| Information supplied |

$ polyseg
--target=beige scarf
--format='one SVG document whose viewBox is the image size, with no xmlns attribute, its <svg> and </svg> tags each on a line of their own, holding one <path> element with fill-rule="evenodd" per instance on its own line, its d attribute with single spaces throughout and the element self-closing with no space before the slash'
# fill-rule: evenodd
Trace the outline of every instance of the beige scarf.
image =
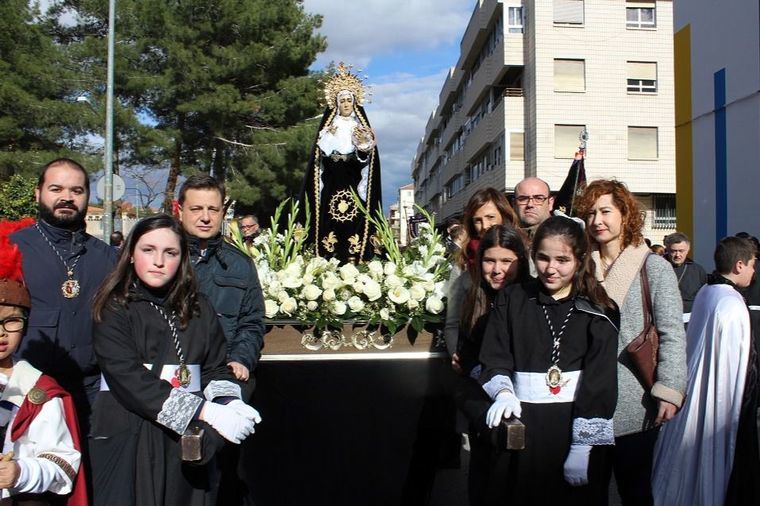
<svg viewBox="0 0 760 506">
<path fill-rule="evenodd" d="M 618 307 L 623 307 L 623 301 L 625 300 L 625 296 L 628 295 L 631 283 L 639 275 L 641 266 L 644 265 L 644 261 L 646 261 L 649 253 L 650 251 L 646 244 L 626 247 L 620 252 L 617 260 L 612 263 L 605 277 L 599 250 L 591 252 L 591 258 L 594 259 L 594 263 L 596 264 L 596 279 L 602 283 L 604 289 L 607 290 L 607 295 L 615 301 Z"/>
</svg>

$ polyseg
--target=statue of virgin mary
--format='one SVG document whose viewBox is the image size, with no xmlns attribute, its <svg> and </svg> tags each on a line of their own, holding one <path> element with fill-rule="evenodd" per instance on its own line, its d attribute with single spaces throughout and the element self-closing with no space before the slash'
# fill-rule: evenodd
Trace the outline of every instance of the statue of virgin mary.
<svg viewBox="0 0 760 506">
<path fill-rule="evenodd" d="M 381 203 L 380 158 L 362 107 L 362 81 L 342 63 L 325 86 L 325 100 L 300 201 L 309 202 L 309 242 L 315 253 L 356 263 L 375 254 L 375 230 L 352 192 L 374 216 Z"/>
</svg>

| Work to be completed |
Out of the records above, pick each line that contains the string "beige".

| Solution to the problem |
--target=beige scarf
Trace the outline of every instance of the beige scarf.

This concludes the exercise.